### EXERCISE DIRECTIONS
Rewrite the listing from the line with "wire mesh fence." through the line with "[240,222,350,366]", keeping the requests unchanged and shifting every coordinate in the answers up by 87.

### Rows of box annotation data
** BEGIN **

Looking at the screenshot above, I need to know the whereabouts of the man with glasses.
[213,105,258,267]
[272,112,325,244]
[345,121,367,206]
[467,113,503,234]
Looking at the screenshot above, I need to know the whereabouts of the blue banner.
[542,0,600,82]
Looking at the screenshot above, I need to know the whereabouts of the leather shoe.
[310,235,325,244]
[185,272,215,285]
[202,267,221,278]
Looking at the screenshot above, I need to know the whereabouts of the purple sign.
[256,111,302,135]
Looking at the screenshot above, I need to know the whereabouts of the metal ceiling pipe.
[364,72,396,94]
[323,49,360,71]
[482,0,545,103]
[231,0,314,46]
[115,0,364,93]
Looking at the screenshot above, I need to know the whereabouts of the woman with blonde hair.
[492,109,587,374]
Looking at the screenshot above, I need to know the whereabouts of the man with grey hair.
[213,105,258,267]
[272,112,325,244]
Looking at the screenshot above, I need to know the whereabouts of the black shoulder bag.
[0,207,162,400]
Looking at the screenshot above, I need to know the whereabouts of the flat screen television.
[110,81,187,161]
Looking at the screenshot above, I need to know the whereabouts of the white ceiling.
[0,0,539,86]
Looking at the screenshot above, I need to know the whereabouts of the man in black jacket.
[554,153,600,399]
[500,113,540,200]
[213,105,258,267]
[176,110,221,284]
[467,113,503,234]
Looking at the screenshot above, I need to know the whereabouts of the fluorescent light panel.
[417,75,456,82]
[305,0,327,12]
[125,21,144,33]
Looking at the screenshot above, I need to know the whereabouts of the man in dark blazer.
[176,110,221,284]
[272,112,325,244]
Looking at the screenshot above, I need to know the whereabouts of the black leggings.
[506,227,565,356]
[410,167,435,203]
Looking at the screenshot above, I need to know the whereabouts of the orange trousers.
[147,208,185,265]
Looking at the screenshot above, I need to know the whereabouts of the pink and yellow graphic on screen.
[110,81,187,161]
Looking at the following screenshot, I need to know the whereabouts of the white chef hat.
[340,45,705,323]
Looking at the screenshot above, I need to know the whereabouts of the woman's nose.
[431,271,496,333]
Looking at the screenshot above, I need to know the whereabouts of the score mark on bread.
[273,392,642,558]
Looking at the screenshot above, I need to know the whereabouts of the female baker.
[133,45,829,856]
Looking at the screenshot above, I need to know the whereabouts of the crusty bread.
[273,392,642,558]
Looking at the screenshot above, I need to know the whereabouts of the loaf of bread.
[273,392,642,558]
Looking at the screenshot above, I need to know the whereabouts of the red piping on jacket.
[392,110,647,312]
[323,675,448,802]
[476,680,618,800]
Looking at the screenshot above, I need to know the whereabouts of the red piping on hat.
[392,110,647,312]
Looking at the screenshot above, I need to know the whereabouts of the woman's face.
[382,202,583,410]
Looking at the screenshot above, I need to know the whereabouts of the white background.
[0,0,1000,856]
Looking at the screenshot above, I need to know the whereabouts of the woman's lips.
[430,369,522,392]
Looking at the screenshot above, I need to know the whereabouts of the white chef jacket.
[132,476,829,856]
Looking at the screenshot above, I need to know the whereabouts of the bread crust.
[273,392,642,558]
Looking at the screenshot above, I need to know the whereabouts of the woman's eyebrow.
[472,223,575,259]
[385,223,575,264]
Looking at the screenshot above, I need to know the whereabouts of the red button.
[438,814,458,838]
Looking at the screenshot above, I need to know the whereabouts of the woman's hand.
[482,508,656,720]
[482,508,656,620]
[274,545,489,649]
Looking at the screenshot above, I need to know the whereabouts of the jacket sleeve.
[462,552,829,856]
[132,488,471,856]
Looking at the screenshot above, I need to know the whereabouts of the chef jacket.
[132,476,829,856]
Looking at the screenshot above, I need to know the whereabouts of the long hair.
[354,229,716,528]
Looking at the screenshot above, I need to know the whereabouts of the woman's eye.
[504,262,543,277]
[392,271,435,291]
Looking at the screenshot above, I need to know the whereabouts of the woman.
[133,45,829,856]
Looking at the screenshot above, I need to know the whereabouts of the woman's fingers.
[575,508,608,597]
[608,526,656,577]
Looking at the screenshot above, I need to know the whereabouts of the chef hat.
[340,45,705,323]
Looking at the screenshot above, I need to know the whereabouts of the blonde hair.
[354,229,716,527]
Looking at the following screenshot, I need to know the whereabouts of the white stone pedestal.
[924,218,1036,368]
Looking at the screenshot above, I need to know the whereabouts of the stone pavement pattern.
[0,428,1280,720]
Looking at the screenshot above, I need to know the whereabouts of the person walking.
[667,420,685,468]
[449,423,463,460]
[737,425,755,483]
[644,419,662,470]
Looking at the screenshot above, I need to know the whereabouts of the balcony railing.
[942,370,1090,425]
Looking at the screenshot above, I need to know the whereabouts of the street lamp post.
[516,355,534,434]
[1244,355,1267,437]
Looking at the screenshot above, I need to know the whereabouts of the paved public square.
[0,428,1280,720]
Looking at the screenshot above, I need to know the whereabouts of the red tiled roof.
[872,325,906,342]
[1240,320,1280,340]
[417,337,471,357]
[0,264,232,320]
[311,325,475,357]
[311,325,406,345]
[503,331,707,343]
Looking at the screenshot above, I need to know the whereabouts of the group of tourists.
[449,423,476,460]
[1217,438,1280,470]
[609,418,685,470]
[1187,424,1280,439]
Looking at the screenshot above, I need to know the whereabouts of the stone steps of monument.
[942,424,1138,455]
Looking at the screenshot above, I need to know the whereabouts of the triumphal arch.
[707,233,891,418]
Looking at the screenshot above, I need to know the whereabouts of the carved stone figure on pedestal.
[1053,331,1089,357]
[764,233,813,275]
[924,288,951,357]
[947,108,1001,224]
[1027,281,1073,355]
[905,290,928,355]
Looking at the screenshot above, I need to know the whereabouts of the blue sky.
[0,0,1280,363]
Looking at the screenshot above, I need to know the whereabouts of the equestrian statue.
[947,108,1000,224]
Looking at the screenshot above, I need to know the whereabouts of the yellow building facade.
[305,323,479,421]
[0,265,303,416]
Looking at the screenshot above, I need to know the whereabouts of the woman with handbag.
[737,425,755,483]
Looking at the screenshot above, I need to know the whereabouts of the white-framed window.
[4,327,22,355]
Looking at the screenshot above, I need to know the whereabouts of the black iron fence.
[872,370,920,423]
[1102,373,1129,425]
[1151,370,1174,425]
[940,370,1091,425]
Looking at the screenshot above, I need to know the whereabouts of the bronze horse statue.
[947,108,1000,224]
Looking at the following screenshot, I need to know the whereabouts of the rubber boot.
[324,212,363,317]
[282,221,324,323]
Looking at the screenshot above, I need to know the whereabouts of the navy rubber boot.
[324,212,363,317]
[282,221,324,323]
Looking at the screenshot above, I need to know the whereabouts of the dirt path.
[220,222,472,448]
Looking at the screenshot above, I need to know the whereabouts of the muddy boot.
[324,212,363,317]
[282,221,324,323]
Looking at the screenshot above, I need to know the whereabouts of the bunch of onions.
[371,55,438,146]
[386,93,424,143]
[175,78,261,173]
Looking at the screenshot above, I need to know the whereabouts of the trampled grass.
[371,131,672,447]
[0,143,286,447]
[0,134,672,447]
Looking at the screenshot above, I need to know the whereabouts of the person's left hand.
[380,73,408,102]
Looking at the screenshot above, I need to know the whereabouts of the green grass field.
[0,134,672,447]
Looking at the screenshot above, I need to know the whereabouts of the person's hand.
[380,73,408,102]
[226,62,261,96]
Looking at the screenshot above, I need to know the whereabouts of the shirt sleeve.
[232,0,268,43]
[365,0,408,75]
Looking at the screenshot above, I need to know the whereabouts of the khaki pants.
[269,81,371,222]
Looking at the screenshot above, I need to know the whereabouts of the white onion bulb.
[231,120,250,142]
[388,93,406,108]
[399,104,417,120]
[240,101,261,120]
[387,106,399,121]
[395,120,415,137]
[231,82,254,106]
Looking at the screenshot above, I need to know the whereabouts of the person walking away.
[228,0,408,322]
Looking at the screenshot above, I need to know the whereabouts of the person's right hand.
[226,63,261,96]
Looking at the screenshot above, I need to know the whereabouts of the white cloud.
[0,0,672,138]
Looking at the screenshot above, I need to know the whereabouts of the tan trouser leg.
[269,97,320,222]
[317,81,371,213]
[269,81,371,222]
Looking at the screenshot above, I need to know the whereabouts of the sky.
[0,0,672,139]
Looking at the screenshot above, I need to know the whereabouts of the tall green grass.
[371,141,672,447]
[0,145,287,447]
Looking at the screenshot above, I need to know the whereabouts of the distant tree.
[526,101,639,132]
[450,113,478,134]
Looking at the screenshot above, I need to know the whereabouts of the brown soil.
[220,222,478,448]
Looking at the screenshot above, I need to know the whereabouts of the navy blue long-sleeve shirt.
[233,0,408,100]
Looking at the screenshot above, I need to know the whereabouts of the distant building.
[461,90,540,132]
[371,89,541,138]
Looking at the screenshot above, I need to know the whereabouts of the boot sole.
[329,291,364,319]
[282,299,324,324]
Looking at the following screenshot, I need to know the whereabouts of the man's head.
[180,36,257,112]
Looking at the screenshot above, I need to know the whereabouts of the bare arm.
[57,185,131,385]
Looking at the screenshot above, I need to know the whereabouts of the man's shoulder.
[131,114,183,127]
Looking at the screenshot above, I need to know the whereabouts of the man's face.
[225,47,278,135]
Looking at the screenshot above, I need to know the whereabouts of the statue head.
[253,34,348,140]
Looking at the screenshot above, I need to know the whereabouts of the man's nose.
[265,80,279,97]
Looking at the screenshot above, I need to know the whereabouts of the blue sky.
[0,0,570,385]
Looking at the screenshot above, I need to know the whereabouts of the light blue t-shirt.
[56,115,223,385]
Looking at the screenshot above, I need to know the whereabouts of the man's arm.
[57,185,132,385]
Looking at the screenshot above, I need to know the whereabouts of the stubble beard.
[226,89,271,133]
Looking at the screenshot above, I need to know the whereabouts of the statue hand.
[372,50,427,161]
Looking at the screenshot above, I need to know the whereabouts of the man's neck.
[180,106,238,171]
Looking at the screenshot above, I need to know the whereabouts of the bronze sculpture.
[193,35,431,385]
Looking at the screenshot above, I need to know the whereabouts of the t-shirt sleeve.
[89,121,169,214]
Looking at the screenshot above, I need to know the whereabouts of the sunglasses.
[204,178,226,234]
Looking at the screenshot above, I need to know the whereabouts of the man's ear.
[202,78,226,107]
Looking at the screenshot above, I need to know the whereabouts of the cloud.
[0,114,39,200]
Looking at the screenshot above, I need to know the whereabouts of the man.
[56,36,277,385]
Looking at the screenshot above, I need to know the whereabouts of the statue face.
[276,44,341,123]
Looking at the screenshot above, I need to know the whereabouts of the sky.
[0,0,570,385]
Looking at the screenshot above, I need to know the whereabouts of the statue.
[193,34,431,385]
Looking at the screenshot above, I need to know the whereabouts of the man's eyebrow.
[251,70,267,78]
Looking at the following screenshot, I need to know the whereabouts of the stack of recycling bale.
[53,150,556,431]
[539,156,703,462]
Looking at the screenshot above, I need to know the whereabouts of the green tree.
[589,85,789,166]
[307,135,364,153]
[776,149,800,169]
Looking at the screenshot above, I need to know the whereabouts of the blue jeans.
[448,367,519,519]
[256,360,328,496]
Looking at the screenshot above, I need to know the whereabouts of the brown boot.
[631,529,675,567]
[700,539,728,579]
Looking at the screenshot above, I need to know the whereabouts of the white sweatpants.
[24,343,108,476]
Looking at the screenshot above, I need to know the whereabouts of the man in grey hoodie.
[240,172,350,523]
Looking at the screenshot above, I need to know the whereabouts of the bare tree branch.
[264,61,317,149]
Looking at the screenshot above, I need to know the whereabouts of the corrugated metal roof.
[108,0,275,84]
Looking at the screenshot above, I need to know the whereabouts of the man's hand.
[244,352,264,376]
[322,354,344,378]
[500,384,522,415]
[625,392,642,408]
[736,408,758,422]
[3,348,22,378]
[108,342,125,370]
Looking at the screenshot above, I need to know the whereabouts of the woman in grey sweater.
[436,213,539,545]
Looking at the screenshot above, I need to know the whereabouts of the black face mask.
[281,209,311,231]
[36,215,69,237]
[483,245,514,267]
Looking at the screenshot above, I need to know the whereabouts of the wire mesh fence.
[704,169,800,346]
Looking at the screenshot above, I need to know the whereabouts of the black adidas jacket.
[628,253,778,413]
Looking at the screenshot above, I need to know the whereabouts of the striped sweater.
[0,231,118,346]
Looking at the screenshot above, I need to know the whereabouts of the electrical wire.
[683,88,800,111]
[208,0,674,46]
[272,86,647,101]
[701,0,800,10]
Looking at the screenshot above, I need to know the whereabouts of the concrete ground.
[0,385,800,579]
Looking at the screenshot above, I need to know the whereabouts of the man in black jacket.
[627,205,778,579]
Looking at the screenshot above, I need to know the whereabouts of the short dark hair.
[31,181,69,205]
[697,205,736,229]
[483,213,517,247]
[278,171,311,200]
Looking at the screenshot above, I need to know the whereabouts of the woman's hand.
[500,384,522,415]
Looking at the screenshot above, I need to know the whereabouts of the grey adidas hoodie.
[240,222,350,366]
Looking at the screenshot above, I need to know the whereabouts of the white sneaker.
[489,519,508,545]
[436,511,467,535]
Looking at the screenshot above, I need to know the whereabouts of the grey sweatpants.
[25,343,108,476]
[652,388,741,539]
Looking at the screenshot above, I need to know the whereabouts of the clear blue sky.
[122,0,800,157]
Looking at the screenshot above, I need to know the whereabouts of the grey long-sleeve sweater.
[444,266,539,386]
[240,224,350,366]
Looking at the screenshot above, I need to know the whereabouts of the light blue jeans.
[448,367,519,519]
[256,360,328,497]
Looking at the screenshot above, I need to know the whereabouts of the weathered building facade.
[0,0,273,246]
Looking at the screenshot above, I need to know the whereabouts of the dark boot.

** END **

### RESPONSE
Looking at the screenshot above, I need to know the whereabouts of the wire mesh fence.
[791,256,887,433]
Looking at the screenshot above, I need to know the whereabouts of the black adidas jacket.
[715,340,865,500]
Looking at the screenshot above, I need to know the whereabouts of the striped sweater.
[87,318,205,433]
Looking at the screenshot above, I need to know the whereabouts of the electrical wire.
[770,175,887,198]
[295,87,761,133]
[359,173,734,188]
[788,87,887,97]
Looking at the screenshot above, I need to know the whereabouts of the concrete ground.
[87,472,887,666]
Looking at the screenshot above, I need to know the whereabouts of the man in black jacket.
[714,292,865,666]
Looking at the screenshot above, I need to know the whereabouts of the short dark hair.
[118,268,156,292]
[784,292,823,316]
[570,300,604,334]
[365,258,398,287]
Looking at the screenshot above, I need to know the whereabouts of the woman's hand.
[587,471,609,502]
Looking at the screenshot above, I need to know the whereabouts of the grey adidas hoodie.
[327,309,437,453]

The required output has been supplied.